Stored data entries
━━━━━━━━━━━━━━━━━━━━
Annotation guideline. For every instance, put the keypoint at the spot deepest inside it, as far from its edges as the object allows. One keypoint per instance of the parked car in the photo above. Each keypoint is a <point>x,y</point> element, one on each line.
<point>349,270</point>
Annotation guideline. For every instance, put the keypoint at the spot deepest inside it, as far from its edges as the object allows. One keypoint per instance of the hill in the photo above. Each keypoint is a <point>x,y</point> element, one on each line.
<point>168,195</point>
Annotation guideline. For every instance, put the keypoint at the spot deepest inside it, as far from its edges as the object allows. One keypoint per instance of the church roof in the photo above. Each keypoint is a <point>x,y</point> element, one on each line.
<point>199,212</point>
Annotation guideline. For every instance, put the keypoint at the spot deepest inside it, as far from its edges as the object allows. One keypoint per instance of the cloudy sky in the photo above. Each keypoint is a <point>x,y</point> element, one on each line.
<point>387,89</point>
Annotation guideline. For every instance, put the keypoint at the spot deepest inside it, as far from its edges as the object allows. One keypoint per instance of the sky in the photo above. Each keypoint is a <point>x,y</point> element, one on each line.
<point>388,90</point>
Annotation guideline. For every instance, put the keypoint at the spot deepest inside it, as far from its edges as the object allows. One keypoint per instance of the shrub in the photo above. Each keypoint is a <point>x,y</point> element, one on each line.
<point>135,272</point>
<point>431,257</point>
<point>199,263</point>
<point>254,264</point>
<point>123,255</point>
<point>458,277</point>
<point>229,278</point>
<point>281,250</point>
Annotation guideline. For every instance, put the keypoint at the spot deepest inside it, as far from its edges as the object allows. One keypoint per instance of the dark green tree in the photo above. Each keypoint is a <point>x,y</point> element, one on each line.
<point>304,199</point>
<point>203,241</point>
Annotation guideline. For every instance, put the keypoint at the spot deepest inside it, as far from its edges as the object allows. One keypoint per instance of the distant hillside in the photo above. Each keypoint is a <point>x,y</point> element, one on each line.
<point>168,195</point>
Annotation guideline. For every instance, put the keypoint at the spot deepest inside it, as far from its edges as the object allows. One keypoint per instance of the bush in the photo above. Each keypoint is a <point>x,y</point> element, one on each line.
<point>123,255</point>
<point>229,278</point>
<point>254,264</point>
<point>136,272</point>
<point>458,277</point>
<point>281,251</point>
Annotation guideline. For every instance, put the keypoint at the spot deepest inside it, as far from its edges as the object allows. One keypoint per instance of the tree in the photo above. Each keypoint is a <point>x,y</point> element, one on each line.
━━━━━━━━━━━━━━━━━━━━
Stated task:
Copy the lines above word for word, starting with the first one and stopping after the line that contains "<point>349,270</point>".

Task result:
Annotation guideline. For every instance, put the keypoint at the spot deepest inside it, as far from its edges as the object allows. One keypoint per instance of the parked car in the photo above. Each keypoint is a <point>x,y</point> element, one on each line.
<point>349,270</point>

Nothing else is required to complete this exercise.